▶ **KUTIPAN PILIHAN**:
= = = =

PANTAU LAMPUNG– Begawi Agung kembali digelar di Nuwo Balai Agung Rajo Negeri, Desa Cahaya Negeri, Kecamatan Abung Barat, Lampung Utara, Sabtu (18/10/2025) malam. Kegiatan adat tahunan ini bukan sekadar seremoni, tetapi juga menjadi simbol penguatan identitas, pelestarian budaya, dan penanaman nilai-nilai luhur Lampung di tengah derasnya arus modernisasi dan globalisasi.
Gubernur Lampung Rahmat Mirzani Djausal menghadiri langsung perayaan ini dan menyampaikan apresiasi mendalam kepada seluruh penyimbang adat, panitia, pemuda, dan masyarakat yang telah menjaga kelestarian budaya Lampung. Khususnya kepada Suttan Rajo Negeri, Aneg Cahayo Negeri Buay Nunyai, yang menjadi tuan rumah acara adat ini dengan penuh dedikasi.
“Kalau bukan kita, siapa lagi? Kalau bukan sekarang, kapan lagi?” tegas Gubernur Mirza, menekankan urgensi peran setiap generasi dalam menjaga dan mewariskan budaya Lampung sebagai bagian dari jati diri dan kebanggaan masyarakat.
Ia menekankan bahwa Lampung termasuk salah satu suku di Indonesia yang memiliki aksara sendiri, yang menjadi bukti sejarah panjang peradaban lokal. Aksara Lampung bukan sekadar simbol tulisan, tetapi juga lambang identitas dan martabat yang harus terus dijaga agar tetap relevan di era modern.

= = = =

▶ **BARIS DAFTAR**:
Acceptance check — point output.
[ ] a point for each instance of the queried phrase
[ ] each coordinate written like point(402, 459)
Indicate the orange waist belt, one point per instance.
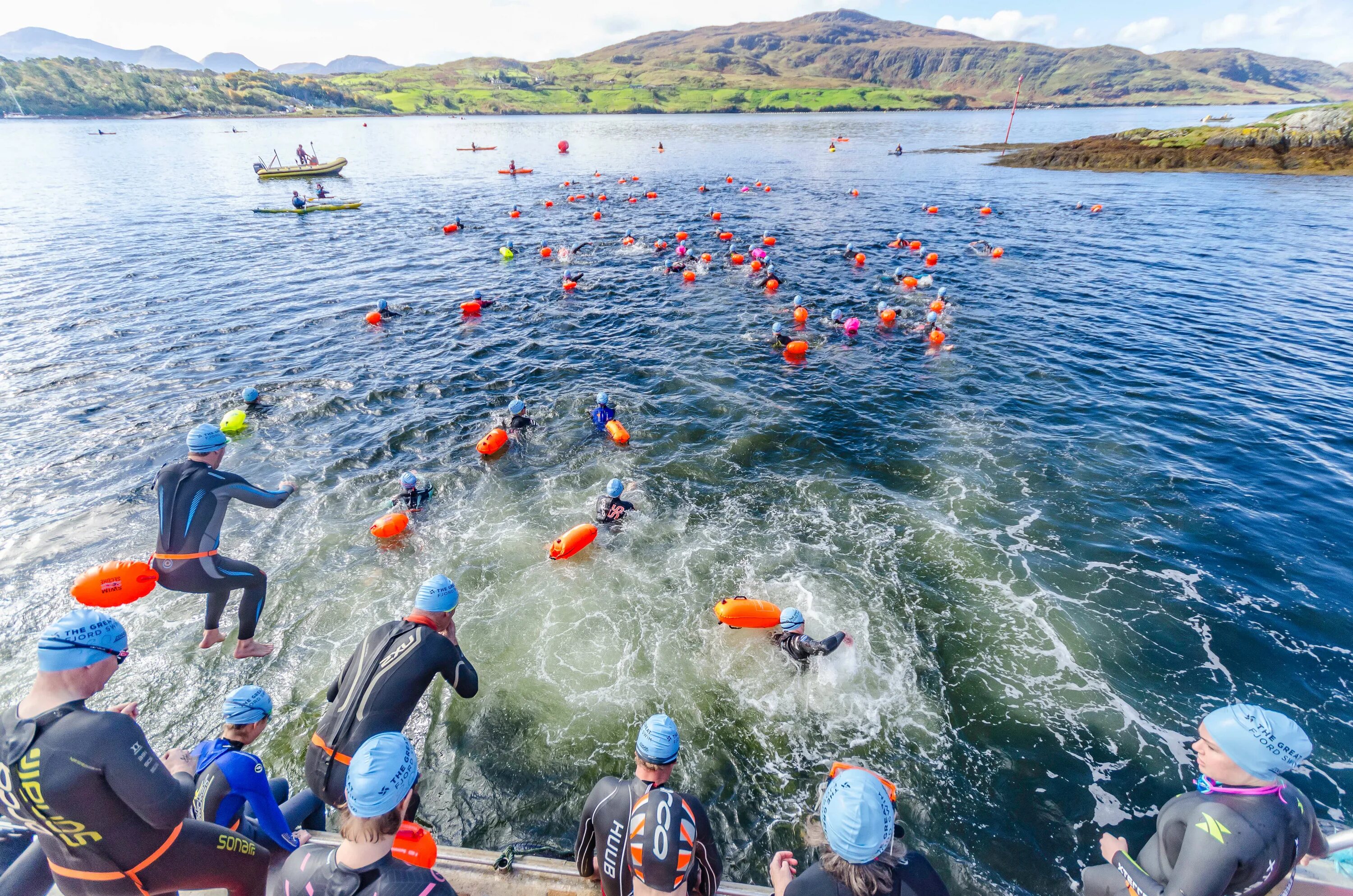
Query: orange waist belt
point(320, 742)
point(130, 873)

= = = =

▶ **LATIHAN A**:
Ringkaslah teks tentang Begawi Agung di atas dalam dua kalimat.
▶ **LATIHAN B**:
Salinlah seluruh baris daftar di atas tanpa perubahan, dari baris pertama sampai baris terakhir. Gambar tidak perlu disertakan dalam jawaban.

▶ **JAWABAN LENGKAP A**:
Begawi Agung, kegiatan adat tahunan yang menjadi simbol penguatan identitas dan pelestarian budaya Lampung, kembali digelar di Nuwo Balai Agung Rajo Negeri, Desa Cahaya Negeri, Kecamatan Abung Barat, Lampung Utara, pada Sabtu (18/10/2025) malam. Gubernur Lampung Rahmat Mirzani Djausal hadir langsung, menyampaikan apresiasi kepada semua pihak yang menjaga budaya Lampung, dan menegaskan bahwa aksara Lampung adalah lambang identitas dan martabat yang harus terus dijaga.

▶ **JAWABAN LENGKAP B**:
Acceptance check — point output.
[ ] a point for each instance of the queried phrase
[ ] each coordinate written like point(402, 459)
Indicate the orange waist belt, one point per instance.
Query: orange waist belt
point(320, 742)
point(130, 873)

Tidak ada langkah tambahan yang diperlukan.